**EXERCISE PROMPT**
Transcribe the listing below word for word, covering everything from the line containing "Segment the man's eyebrow" down to the line containing "[226,838,375,936]", both included.

**RECORDS SHOWN**
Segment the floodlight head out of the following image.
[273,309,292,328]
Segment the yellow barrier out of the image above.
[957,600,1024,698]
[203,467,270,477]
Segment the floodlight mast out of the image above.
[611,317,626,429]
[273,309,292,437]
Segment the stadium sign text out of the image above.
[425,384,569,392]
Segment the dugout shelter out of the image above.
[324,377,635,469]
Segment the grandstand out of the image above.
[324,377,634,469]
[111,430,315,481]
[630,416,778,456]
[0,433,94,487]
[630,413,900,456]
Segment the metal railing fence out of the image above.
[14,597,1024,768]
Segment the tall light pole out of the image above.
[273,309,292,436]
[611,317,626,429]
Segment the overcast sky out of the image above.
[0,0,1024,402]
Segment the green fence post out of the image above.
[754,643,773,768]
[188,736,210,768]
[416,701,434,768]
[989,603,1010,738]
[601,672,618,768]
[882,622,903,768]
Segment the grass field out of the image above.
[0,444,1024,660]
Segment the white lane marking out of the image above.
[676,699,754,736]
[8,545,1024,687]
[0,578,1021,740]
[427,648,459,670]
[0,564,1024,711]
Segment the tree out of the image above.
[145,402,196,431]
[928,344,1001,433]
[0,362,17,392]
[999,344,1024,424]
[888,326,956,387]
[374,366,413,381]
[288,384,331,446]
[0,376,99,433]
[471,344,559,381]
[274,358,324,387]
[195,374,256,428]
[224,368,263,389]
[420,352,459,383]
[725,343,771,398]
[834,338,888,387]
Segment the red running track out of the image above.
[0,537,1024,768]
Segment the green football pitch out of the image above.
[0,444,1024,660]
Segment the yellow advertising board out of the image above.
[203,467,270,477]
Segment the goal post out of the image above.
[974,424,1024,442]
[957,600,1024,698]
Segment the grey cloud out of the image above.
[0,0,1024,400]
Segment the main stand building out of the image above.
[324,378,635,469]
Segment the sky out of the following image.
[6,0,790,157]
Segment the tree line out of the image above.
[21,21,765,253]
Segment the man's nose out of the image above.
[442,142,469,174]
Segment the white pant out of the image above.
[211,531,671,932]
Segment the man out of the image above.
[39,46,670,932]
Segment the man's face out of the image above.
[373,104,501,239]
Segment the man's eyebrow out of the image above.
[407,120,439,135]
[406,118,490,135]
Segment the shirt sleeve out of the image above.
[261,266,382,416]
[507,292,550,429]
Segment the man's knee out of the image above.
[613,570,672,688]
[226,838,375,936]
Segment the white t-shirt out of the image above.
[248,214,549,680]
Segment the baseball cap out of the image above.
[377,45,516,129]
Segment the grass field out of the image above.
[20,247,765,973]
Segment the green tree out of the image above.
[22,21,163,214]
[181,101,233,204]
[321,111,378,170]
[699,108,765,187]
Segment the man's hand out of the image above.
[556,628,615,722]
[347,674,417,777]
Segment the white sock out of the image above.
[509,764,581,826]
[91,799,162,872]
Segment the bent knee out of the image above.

**TASK ANSWER**
Segment the man's eyebrow out of the image above.
[407,120,439,135]
[406,118,490,135]
Segment the shirt sleeve out of the image above.
[261,266,382,416]
[507,292,550,429]
Segment the man's knee out of the image above.
[613,570,672,688]
[226,838,375,936]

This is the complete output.